_What you have to do_
Print out the records that follow, exactly and completely.

_Exercise material_
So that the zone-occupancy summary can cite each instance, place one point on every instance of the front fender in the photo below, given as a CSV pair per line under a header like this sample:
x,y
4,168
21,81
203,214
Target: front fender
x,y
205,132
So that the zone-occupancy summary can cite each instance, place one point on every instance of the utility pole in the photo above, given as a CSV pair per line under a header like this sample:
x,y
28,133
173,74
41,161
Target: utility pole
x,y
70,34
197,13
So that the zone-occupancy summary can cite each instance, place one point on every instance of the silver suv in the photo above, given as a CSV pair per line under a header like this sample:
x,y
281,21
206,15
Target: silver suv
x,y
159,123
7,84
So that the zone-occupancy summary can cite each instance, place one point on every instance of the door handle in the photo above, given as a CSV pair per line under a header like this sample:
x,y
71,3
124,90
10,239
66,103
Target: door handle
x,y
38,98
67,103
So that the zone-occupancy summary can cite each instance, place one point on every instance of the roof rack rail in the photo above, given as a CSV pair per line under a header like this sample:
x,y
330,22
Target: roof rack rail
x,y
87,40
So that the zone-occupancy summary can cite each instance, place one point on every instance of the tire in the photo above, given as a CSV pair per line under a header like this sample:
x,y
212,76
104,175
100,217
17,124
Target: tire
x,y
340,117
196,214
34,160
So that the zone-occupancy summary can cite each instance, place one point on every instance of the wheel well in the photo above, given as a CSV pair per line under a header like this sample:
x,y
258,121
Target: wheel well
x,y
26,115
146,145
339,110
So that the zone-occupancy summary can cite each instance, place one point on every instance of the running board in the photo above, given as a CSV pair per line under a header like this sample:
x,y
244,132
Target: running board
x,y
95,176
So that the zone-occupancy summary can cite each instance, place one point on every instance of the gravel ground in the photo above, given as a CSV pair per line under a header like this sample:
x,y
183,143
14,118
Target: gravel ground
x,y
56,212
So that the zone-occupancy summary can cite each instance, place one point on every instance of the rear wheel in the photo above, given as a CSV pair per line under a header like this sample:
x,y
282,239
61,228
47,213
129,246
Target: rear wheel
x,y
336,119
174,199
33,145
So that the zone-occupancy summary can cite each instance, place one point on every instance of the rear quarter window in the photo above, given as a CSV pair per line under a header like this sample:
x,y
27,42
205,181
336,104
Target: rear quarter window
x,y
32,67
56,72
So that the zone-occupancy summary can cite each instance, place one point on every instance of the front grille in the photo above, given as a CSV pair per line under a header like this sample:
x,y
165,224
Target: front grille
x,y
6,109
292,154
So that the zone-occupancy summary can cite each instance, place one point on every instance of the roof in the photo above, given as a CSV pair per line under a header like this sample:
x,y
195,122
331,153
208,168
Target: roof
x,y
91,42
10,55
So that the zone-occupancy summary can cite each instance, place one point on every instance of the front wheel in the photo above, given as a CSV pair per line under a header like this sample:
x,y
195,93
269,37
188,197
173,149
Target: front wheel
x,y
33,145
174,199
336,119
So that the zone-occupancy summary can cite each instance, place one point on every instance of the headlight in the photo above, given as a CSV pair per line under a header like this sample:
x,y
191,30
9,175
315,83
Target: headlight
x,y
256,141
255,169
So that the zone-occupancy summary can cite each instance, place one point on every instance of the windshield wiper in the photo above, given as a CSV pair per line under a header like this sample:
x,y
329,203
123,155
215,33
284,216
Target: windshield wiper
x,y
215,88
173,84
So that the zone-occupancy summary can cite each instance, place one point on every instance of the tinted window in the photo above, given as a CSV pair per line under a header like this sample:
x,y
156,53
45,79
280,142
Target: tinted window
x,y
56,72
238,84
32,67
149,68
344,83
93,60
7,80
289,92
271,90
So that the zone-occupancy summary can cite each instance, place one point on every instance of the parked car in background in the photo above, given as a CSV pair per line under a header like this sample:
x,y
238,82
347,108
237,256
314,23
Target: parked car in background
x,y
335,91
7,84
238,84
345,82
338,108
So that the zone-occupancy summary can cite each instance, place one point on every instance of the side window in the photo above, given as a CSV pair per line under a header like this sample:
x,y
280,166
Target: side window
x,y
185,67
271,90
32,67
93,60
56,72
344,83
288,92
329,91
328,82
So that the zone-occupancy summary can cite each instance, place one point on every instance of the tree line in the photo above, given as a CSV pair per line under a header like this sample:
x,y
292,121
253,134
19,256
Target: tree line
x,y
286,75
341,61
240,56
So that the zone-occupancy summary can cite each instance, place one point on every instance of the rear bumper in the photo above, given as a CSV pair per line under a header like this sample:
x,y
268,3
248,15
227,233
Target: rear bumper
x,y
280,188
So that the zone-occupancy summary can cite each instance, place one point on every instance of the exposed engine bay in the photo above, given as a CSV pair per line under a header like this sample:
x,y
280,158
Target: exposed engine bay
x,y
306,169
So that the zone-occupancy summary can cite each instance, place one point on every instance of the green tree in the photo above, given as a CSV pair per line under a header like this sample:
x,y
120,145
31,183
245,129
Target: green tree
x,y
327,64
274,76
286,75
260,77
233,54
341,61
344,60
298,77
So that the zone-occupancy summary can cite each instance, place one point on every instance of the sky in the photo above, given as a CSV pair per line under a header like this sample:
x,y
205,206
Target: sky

_Your response_
So that the zone-occupancy summary can cite each instance, place one point on every instance of the front fender in the photo below, given as a CSV pair per line under a header like this sample:
x,y
4,168
21,81
203,214
Target: front fender
x,y
205,132
So that the zone-occupancy summary can cite each instance, place one point on every instance of the utility pole in the photo above, given as a CSV pair per line under a header like this sample:
x,y
28,133
173,74
41,161
Target: utility pole
x,y
70,34
197,13
So that the zone-occupancy summary can cite each instance, place one point on every instance of the silver suv in the photo above, given as a CSV pair per line under a header like this sample:
x,y
281,21
206,15
Target: silver suv
x,y
159,123
7,84
So that the zone-occupancy summary can cite each instance, place one point on every instance of the door handle in the photo above, given as a CSV pair per line under a header like this sample:
x,y
71,3
124,90
10,239
66,103
Target: door handle
x,y
38,98
67,103
So that the zone-occupancy summary can cite each instance, place one point on every instance of the roof rack rail in the photo above, given as a CSV pair per line under a header like this sample:
x,y
330,22
Target: roof rack rail
x,y
87,40
So that the zone-occupancy summary can cite each instance, place one point on every instance of the tire in the photo above, given as a CSV pair per line under a header like this sample:
x,y
212,76
104,175
100,217
17,124
Target: tire
x,y
340,117
196,214
34,160
So that the zone-occupancy summary can cite each instance, place one point on every instance of the wheel well in the photo above, given as a CSV pair per line under a header like this sample:
x,y
258,121
Target: wheel well
x,y
26,115
146,145
339,110
So that the zone-occupancy summary can cite each instance, place one point on every instance of the running board in the photo above, given as a CSV pair per line under a header like this sample:
x,y
244,132
Target: running board
x,y
95,176
So that the zone-occupancy summary can cite each instance, place one point on every instance of the gravel ground in the photo above, given as a CSV pair per line under a header like this sample:
x,y
183,143
14,118
Target: gravel ground
x,y
56,212
So that the zone-occupancy summary can cite each instance, place one point on every instance of the rear wheel in the photo above, given as a CSV pair per line under a header like this sample:
x,y
282,239
61,228
47,213
129,246
Target: rear wheel
x,y
336,119
174,199
33,145
So that the zone-occupancy summary can cite each instance, place one point on every instance of the rear quarter window in the photo above, given as a CSV pair per line under a header like this sample:
x,y
27,42
205,181
336,104
Target: rear quarter window
x,y
32,67
56,72
So that the zone-occupancy summary can cite each instance, place one point on every instance of the front grille in the photo above, given as a CSV pair per line under a header like this sample:
x,y
165,224
Target: front grille
x,y
6,109
292,154
So that the zone-occupancy summary can cite each instance, place one point on every instance of the roof in the photo above, given as a CSV pair per line under a header like this sample:
x,y
195,122
331,153
208,168
Target: roof
x,y
91,42
10,55
So that the zone-occupancy summary can cite each instance, place one point on every instance of the front wheel in the photo above, given as a CSV pair per line under a header like this sample:
x,y
195,93
269,37
188,197
173,149
Target: front wheel
x,y
33,145
174,199
336,119
So that the zone-occupancy summary can cite each instance, place one point on every instance of the headlight in the photo above, given as a CSV pair per line under a header like this sample:
x,y
191,30
9,175
315,83
Target: headlight
x,y
256,141
255,169
So that the zone-occupancy summary can cite each instance, place one point on every instance of the windshield wiper in the photo above, given as a CSV pair per line under a header like this sample:
x,y
329,203
123,155
215,33
284,216
Target: windshield wiper
x,y
215,88
173,84
So that the zone-occupancy summary can cite each instance, place one point on every instance of the tinted window in the photo above, given as a CSV pair per line under a header like this sample:
x,y
156,53
45,79
280,142
Target: tinted window
x,y
56,72
238,84
32,67
149,68
344,83
93,60
7,80
289,92
271,90
So that the zone-occupancy summary can cite each instance, place one point on every instance of the parked car in background in the photo above, given as a CSV pair per line under a header like this sample:
x,y
238,82
347,108
237,256
314,23
Target: parked car in background
x,y
335,91
7,84
238,84
345,82
338,108
So that the zone-occupancy summary can cite each instance, place one point on every instance of the side window in the photo above, given as a CSV pair per line under a header like this sample:
x,y
280,166
Target: side window
x,y
185,67
271,90
32,67
93,60
56,72
344,83
288,92
329,91
328,82
So that the zone-occupancy summary can cite each instance, place one point on every instance of the tree line in the photo above, given as a CSV pair per line under a header like this sample:
x,y
292,121
253,134
19,256
Target: tree line
x,y
286,75
341,61
240,56
So that the zone-occupancy summary can cite each instance, place one point on every instance of the rear bumper in the photo above, given as a CSV pair per line under a header like this sample:
x,y
268,3
248,15
227,233
Target: rear bumper
x,y
280,188
So that the zone-occupancy summary can cite each instance, place one point on every instance of the exposed engine bay in the photo above, given as a CSV pair per line under a header like this sample:
x,y
280,158
Target: exposed engine bay
x,y
306,169
So that the zone-occupancy summary can cite each instance, place one point on every instance of the green tree in the photo above, given as a CSV pair per line under a header like this sample:
x,y
120,145
31,183
245,129
Target: green tree
x,y
327,64
274,76
286,75
260,77
233,54
341,61
344,60
298,77
So that the zone-occupancy summary can cite each instance, place one point on every instance of the sky in the photo above, given as a CSV pair per line under a header like this sample:
x,y
205,206
Target: sky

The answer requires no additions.